— Text for analysis —
Tuesday, September 13th, 2011

If you give someone money or property, you may be subject to the federal gift tax. Most gifts are not subject to the gift tax, but here are some tips to help you determine whether your gift is taxable or if you are required to file a gift tax return.

  1. Most gifts are not subject to the gift tax. For example, there is usually no tax if you make a gift to your spouse or to a charity. If you make a gift to someone else, the gift tax usually does not apply until the value of the gifts you give that person exceeds the annual exclusion for the year. For 2011, the annual exclusion is $13,000.
  2. Gift tax returns do not need to be filed unless you give someone other than your spouse money or property worth more than the annual exclusion for that year.
  3. Generally, the person who receives your gift will not have to pay any federal gift tax because of it. Also, that person will not have to pay income tax on the value of the gift received.
  4. Making a gift does not ordinarily affect your federal income tax. You cannot deduct the value of gifts you make (other than gifts that are deductible charitable contributions).

— Data records —
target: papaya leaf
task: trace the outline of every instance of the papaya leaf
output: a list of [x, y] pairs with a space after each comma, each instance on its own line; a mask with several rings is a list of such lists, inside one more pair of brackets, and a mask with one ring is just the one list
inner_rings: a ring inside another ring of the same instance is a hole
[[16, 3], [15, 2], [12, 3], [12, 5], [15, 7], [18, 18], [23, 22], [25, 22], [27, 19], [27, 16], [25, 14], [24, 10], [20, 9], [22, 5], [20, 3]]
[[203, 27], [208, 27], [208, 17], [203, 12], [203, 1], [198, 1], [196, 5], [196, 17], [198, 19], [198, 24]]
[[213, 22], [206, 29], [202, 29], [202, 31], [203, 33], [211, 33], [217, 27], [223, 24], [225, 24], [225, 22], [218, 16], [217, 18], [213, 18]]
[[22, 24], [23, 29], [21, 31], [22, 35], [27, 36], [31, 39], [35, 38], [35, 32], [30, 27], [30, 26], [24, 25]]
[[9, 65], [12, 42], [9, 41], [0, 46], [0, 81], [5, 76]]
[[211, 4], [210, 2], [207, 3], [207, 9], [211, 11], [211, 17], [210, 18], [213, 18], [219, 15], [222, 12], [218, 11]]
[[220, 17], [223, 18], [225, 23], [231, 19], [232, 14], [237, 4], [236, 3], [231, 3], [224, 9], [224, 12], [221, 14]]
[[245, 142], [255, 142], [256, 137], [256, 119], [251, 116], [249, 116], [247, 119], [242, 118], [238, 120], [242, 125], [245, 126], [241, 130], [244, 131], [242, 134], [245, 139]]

— Activity list —
• a. List the first sentence of each numbered tip in the gift tax text.
• b. Write the next part of the gift tax tips, starting right after the last sentence given.

— Results by task —
• a.
1. Most gifts are not subject to the gift tax.
2. Gift tax returns do not need to be filed unless you give someone other than your spouse money or property worth more than the annual exclusion for that year.
3. Generally, the person who receives your gift will not have to pay any federal gift tax because of it.
4. Making a gift does not ordinarily affect your federal income tax.

• b.
  5. The general rule is that any gift is a taxable gift. However, there are many exceptions to this rule. The following gifts are not taxable gifts:
    • gifts that are not more than the annual exclusion for the calendar year,
    • tuition or medical expenses you pay directly to a medical or educational institution for someone,
    • gifts to your spouse,
    • gifts to a political organization for its use, and
    • gifts to charities.
  6. Gift Splitting – You and your spouse can make a gift up to $26,000 to a third party without making a taxable gift. The gift can be considered as made one-half by you and one-half by your spouse. If you split a gift you made, you must file a gift tax return to show that you and your spouse agree to use gift splitting. You must file a Form 709, United States Gift (and Generation-Skipping Transfer) Tax Return, even if half of the split gift is less than the annual exclusion.
  7. Gift Tax Returns – You must file a gift tax return on Form 709 if any of the following apply:
    • you gave gifts to at least one person (other than your spouse) that are more than the annual exclusion for the year;
    • you and your spouse are splitting a gift;
    • you gave someone (other than your spouse) a gift of a future interest that he or she cannot actually possess, enjoy, or receive income from until at some time in the future; or
    • you gave your spouse an interest in property that will terminate due to a future event.
  8. You do not have to file a gift tax return to report gifts to political organizations and gifts made by paying someone’s tuition or medical expenses.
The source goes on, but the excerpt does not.